Set down precisely the lines from the line with "spot the stone cornice." through the end of the material, inclusive, and no pictures.

================================

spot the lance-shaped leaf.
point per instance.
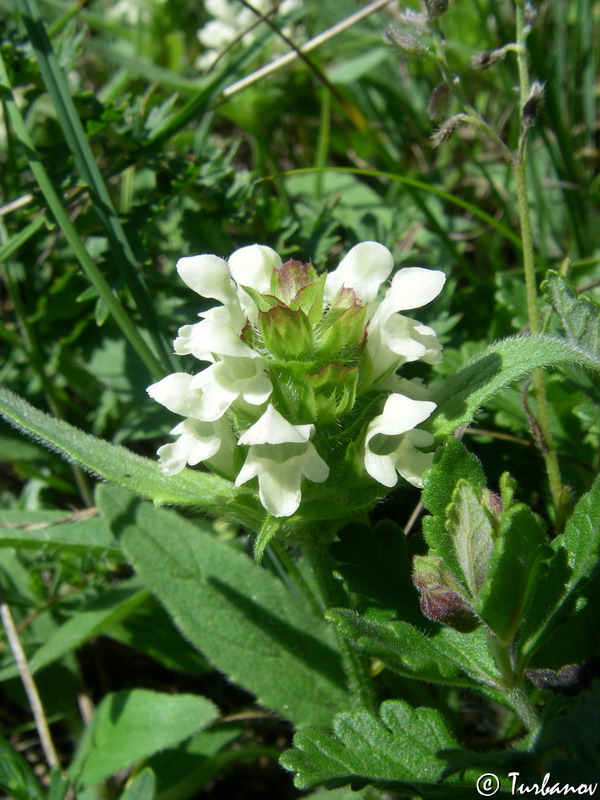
(453, 464)
(396, 750)
(120, 466)
(496, 367)
(575, 561)
(579, 315)
(471, 532)
(241, 618)
(519, 549)
(132, 725)
(447, 657)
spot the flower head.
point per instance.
(297, 363)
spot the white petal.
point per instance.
(412, 287)
(197, 442)
(245, 377)
(272, 428)
(210, 400)
(172, 392)
(400, 414)
(207, 275)
(279, 490)
(314, 468)
(279, 479)
(211, 337)
(410, 462)
(394, 450)
(253, 266)
(381, 468)
(363, 269)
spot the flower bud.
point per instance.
(408, 45)
(487, 58)
(441, 594)
(445, 131)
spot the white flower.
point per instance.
(280, 455)
(207, 395)
(212, 442)
(391, 441)
(210, 276)
(393, 339)
(366, 266)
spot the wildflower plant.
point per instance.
(302, 364)
(401, 573)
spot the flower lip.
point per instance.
(365, 267)
(208, 276)
(253, 266)
(273, 428)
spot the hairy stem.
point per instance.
(315, 550)
(510, 685)
(520, 175)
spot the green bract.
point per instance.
(300, 366)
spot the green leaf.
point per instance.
(453, 463)
(376, 563)
(520, 546)
(579, 315)
(240, 617)
(17, 778)
(119, 465)
(183, 770)
(143, 787)
(395, 751)
(576, 559)
(55, 529)
(88, 622)
(470, 530)
(446, 657)
(149, 629)
(502, 363)
(578, 733)
(131, 725)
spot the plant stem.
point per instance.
(520, 175)
(316, 550)
(523, 708)
(509, 684)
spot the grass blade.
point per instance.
(121, 316)
(57, 88)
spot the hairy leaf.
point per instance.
(376, 563)
(131, 725)
(396, 750)
(579, 315)
(499, 365)
(575, 560)
(471, 532)
(124, 468)
(241, 618)
(453, 464)
(446, 657)
(520, 546)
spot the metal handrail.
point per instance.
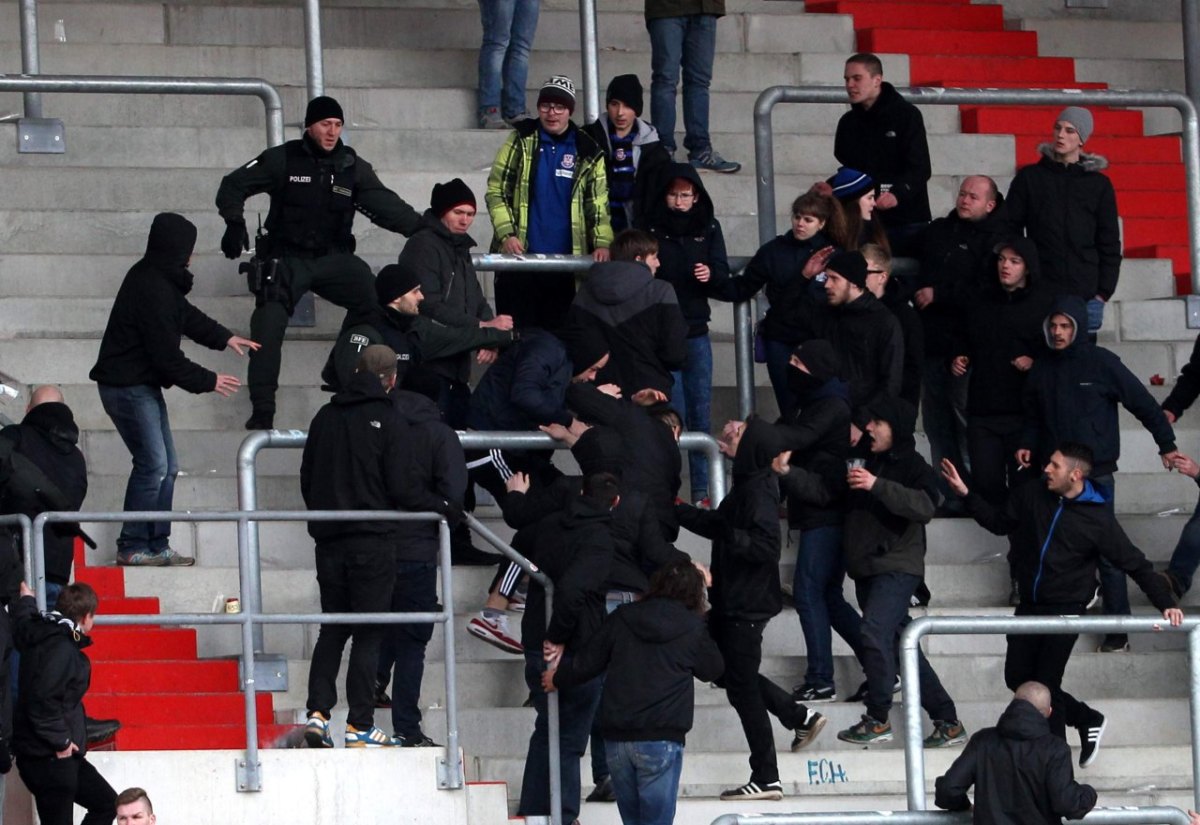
(249, 770)
(159, 85)
(1147, 816)
(765, 162)
(910, 679)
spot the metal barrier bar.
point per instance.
(30, 62)
(115, 84)
(249, 769)
(1149, 816)
(765, 156)
(910, 680)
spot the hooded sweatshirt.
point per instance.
(653, 651)
(1000, 327)
(1072, 395)
(744, 530)
(1021, 774)
(687, 239)
(640, 318)
(1071, 212)
(886, 525)
(151, 314)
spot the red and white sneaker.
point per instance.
(496, 633)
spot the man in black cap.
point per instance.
(865, 335)
(139, 356)
(634, 154)
(316, 185)
(547, 193)
(396, 321)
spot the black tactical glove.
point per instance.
(235, 240)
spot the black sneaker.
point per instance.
(603, 792)
(808, 730)
(810, 694)
(769, 790)
(1090, 738)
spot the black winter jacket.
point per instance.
(640, 318)
(53, 678)
(1021, 774)
(359, 457)
(888, 143)
(1072, 395)
(1071, 212)
(151, 314)
(796, 301)
(744, 530)
(687, 239)
(1056, 542)
(868, 337)
(453, 295)
(48, 440)
(958, 259)
(653, 652)
(886, 525)
(437, 465)
(526, 386)
(574, 548)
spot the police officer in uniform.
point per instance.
(316, 185)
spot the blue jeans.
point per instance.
(509, 26)
(646, 780)
(691, 395)
(883, 600)
(687, 43)
(820, 603)
(576, 706)
(141, 416)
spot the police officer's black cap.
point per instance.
(394, 281)
(319, 108)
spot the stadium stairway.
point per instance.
(71, 226)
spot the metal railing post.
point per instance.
(75, 84)
(313, 56)
(30, 61)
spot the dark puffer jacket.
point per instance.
(888, 143)
(639, 315)
(1071, 212)
(653, 651)
(1021, 774)
(744, 530)
(1072, 395)
(151, 314)
(687, 239)
(886, 525)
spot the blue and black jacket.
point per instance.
(1056, 543)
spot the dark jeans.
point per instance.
(646, 780)
(883, 600)
(691, 395)
(687, 43)
(943, 414)
(751, 694)
(1114, 582)
(576, 706)
(403, 646)
(139, 414)
(59, 784)
(354, 576)
(1043, 658)
(820, 603)
(342, 278)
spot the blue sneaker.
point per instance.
(370, 738)
(139, 559)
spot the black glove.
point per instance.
(235, 240)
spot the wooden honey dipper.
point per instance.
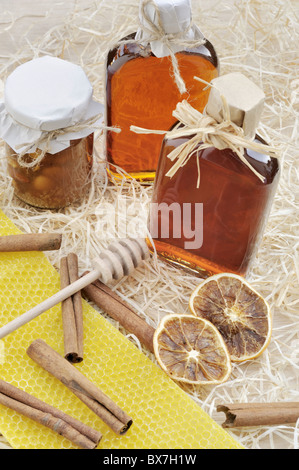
(120, 259)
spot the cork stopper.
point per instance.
(245, 101)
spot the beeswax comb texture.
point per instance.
(164, 417)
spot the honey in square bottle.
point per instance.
(235, 202)
(141, 89)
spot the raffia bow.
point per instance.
(204, 132)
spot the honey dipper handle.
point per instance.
(49, 303)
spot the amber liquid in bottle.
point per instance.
(141, 91)
(235, 205)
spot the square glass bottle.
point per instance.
(140, 85)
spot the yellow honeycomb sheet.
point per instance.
(164, 416)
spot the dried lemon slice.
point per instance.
(240, 314)
(190, 349)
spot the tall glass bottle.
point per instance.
(216, 226)
(141, 89)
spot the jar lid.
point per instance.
(47, 93)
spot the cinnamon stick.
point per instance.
(67, 426)
(259, 414)
(30, 242)
(71, 309)
(83, 388)
(119, 310)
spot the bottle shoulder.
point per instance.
(129, 49)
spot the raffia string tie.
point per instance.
(204, 131)
(156, 32)
(47, 137)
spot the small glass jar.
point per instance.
(59, 180)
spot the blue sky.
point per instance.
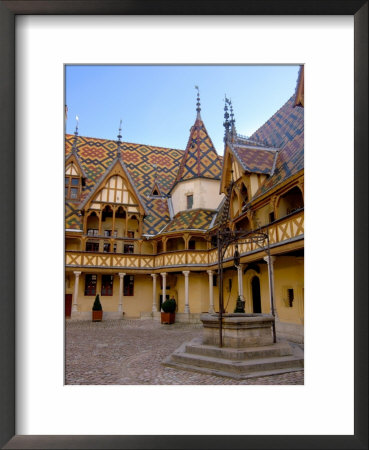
(157, 104)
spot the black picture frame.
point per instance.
(8, 11)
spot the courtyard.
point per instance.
(128, 352)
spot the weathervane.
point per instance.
(198, 109)
(119, 138)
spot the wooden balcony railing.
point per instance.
(280, 231)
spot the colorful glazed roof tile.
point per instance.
(285, 129)
(200, 159)
(96, 156)
(253, 158)
(193, 219)
(299, 94)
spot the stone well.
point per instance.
(238, 330)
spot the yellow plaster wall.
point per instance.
(147, 248)
(132, 305)
(205, 194)
(262, 215)
(289, 273)
(254, 184)
(72, 244)
(198, 292)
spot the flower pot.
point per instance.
(97, 316)
(168, 318)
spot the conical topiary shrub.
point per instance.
(97, 311)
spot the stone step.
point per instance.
(255, 365)
(224, 373)
(268, 351)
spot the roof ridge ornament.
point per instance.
(226, 122)
(198, 104)
(119, 139)
(232, 122)
(74, 148)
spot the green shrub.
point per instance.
(97, 305)
(169, 305)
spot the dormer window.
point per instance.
(189, 201)
(72, 187)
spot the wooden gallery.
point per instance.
(141, 222)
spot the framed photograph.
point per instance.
(40, 409)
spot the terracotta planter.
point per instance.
(97, 316)
(168, 318)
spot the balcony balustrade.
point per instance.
(281, 231)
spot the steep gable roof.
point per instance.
(117, 163)
(285, 129)
(253, 158)
(200, 159)
(96, 156)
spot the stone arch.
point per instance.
(289, 202)
(251, 274)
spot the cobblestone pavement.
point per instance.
(131, 352)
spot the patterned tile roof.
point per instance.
(285, 129)
(253, 159)
(193, 219)
(200, 158)
(96, 155)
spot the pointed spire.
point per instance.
(198, 109)
(77, 123)
(74, 148)
(226, 123)
(232, 121)
(119, 139)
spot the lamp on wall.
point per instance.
(236, 256)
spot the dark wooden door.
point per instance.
(256, 300)
(68, 305)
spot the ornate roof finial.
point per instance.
(77, 123)
(232, 121)
(119, 138)
(226, 123)
(74, 147)
(198, 109)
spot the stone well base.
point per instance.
(238, 330)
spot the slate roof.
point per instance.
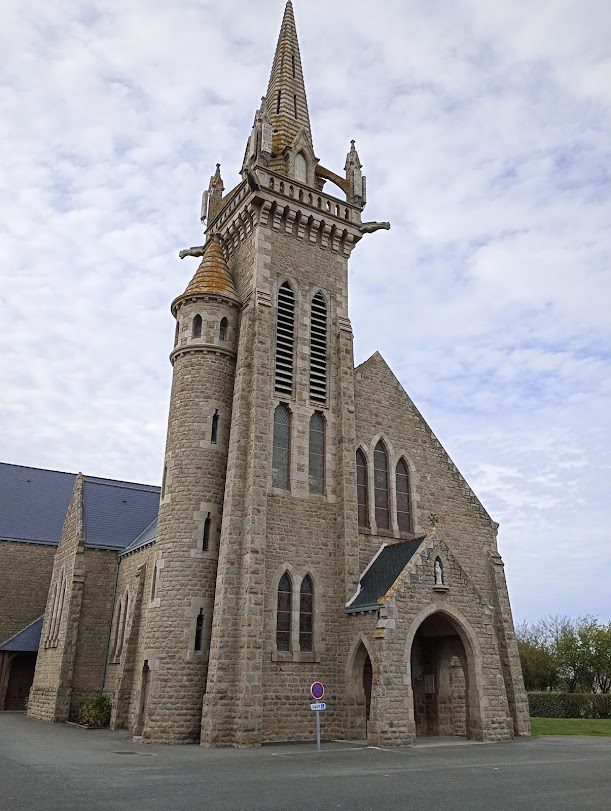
(382, 573)
(25, 640)
(148, 536)
(33, 504)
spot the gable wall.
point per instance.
(382, 406)
(25, 574)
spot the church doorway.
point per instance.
(20, 678)
(440, 679)
(360, 676)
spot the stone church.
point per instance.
(309, 525)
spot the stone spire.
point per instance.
(286, 105)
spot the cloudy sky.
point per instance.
(484, 133)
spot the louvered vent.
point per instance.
(318, 350)
(285, 339)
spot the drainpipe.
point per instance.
(112, 614)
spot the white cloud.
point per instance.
(484, 134)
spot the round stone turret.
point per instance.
(190, 514)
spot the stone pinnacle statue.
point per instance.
(370, 227)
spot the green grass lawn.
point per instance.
(571, 726)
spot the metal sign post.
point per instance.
(317, 691)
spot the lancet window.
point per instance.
(283, 613)
(380, 483)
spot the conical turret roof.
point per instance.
(286, 105)
(212, 277)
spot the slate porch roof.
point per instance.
(33, 504)
(26, 640)
(382, 573)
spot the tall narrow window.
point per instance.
(301, 168)
(283, 615)
(306, 613)
(281, 453)
(285, 339)
(154, 581)
(380, 483)
(404, 517)
(317, 453)
(318, 349)
(362, 488)
(199, 630)
(207, 527)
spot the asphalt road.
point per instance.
(63, 767)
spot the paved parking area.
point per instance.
(64, 767)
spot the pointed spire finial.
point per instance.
(286, 105)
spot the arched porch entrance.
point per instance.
(360, 676)
(442, 679)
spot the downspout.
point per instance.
(112, 614)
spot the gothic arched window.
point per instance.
(281, 452)
(306, 614)
(318, 349)
(404, 517)
(283, 614)
(317, 453)
(207, 528)
(285, 339)
(362, 488)
(380, 484)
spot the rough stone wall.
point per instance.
(195, 466)
(125, 665)
(415, 598)
(265, 529)
(26, 570)
(383, 409)
(93, 627)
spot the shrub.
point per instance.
(569, 705)
(96, 711)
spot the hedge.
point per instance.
(569, 705)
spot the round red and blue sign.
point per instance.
(317, 689)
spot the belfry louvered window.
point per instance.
(285, 339)
(318, 349)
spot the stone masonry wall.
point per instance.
(26, 570)
(93, 627)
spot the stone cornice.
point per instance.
(192, 348)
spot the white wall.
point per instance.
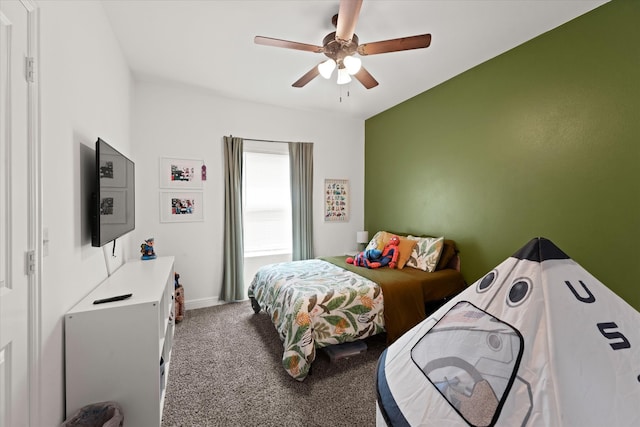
(86, 92)
(188, 123)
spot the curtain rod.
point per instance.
(270, 140)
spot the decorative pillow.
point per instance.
(448, 252)
(379, 240)
(406, 249)
(426, 253)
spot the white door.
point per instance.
(17, 231)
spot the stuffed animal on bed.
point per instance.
(375, 258)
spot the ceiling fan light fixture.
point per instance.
(326, 68)
(352, 64)
(343, 76)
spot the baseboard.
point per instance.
(202, 303)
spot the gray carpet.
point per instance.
(226, 371)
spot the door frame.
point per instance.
(35, 242)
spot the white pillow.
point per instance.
(426, 253)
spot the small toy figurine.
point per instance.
(374, 258)
(146, 249)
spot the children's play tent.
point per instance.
(538, 341)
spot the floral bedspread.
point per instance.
(314, 304)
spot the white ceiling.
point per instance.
(209, 44)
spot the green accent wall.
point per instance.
(543, 140)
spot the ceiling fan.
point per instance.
(341, 45)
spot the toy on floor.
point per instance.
(146, 249)
(375, 258)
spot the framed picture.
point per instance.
(336, 200)
(180, 173)
(181, 206)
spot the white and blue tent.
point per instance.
(538, 341)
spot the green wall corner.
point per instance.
(543, 140)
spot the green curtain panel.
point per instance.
(233, 276)
(301, 165)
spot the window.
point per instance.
(266, 199)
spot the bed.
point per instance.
(321, 302)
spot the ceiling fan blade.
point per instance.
(268, 41)
(310, 75)
(347, 19)
(364, 77)
(395, 45)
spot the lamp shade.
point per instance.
(343, 76)
(352, 64)
(326, 68)
(362, 237)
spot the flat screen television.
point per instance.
(113, 202)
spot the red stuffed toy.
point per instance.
(375, 258)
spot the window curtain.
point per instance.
(301, 165)
(233, 266)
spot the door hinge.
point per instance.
(29, 69)
(31, 262)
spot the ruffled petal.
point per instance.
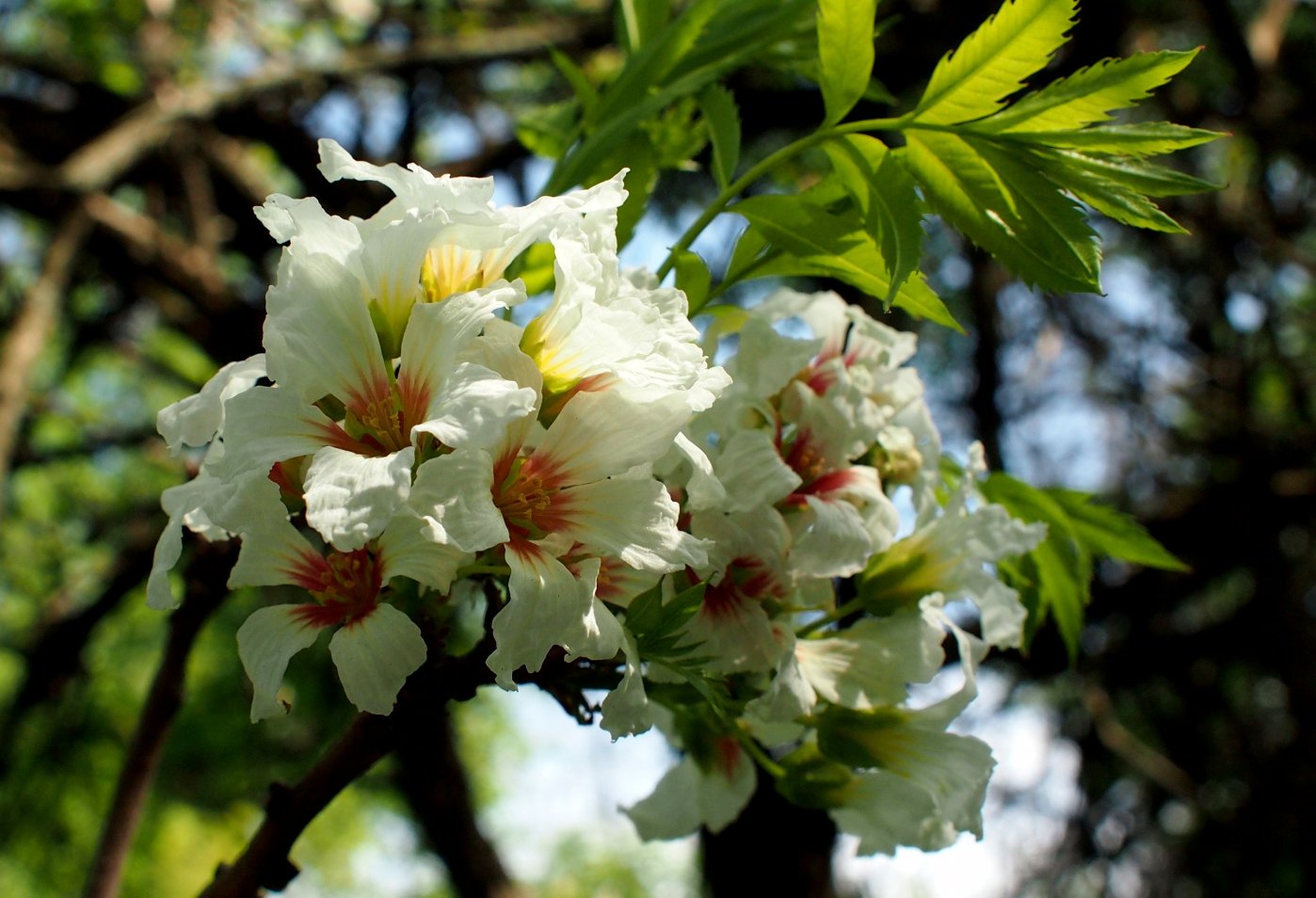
(351, 498)
(872, 663)
(545, 604)
(453, 494)
(199, 419)
(374, 656)
(634, 519)
(266, 643)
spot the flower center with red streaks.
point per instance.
(345, 584)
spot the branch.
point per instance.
(185, 264)
(1134, 752)
(55, 656)
(265, 864)
(100, 162)
(205, 590)
(433, 781)
(30, 332)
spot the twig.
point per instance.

================================

__ANSWER TO THIS TASK__:
spot the stone cornice.
point per instance.
(192, 348)
spot the white wall.
point per instance.
(86, 92)
(188, 123)
spot the curtain rod.
point per instance.
(270, 140)
spot the decorative pillow.
point per instance.
(448, 252)
(379, 240)
(406, 249)
(426, 253)
spot the white door.
point per instance.
(17, 231)
spot the stuffed animal on bed.
point per instance.
(375, 258)
spot the ceiling fan light fixture.
point per instance.
(326, 68)
(352, 64)
(343, 76)
spot the baseboard.
point per instance.
(202, 303)
spot the gray carpet.
point per instance.
(226, 371)
spot the door frame.
point per instance.
(35, 242)
spot the white pillow.
point per instance.
(426, 253)
spot the small toy figurine.
point per instance.
(374, 258)
(146, 249)
spot the children's play tent.
point per instance.
(538, 341)
spot the floral bedspread.
point per instance.
(314, 304)
spot the white ceiling.
point per instance.
(209, 44)
spot the green accent wall.
point per instance.
(543, 140)
spot the ceiling fan.
point per instance.
(341, 45)
spot the toy on floor.
point per instance.
(146, 249)
(375, 258)
spot the framed picture.
point per instance.
(336, 200)
(180, 173)
(181, 206)
spot the white and blue tent.
point per instance.
(538, 341)
spot the green wall corner.
point per instance.
(543, 140)
spot the green curtain panel.
point per instance.
(233, 276)
(301, 165)
spot the window.
point per instance.
(266, 199)
spot the bed.
point per instance.
(321, 302)
spot the ceiling fan blade.
point per instance.
(268, 41)
(310, 75)
(347, 19)
(364, 77)
(395, 45)
spot the lamp shade.
point per instance.
(343, 76)
(352, 64)
(326, 68)
(362, 237)
spot the flat screen television.
point per instance.
(113, 202)
spot the red stuffed toy.
point per instance.
(375, 258)
spot the window curtain.
point per instance.
(301, 165)
(233, 266)
spot the door hinge.
point per instance.
(29, 69)
(31, 262)
spot the ruffled petal.
point per instance.
(351, 498)
(872, 663)
(545, 604)
(453, 494)
(199, 419)
(374, 656)
(634, 519)
(266, 643)
spot the flower center with red streaks.
point per instance.
(345, 584)
spot the branch.
point per instance.
(185, 264)
(1134, 752)
(55, 656)
(265, 864)
(100, 162)
(205, 590)
(433, 781)
(30, 332)
spot the twig.
point per instance.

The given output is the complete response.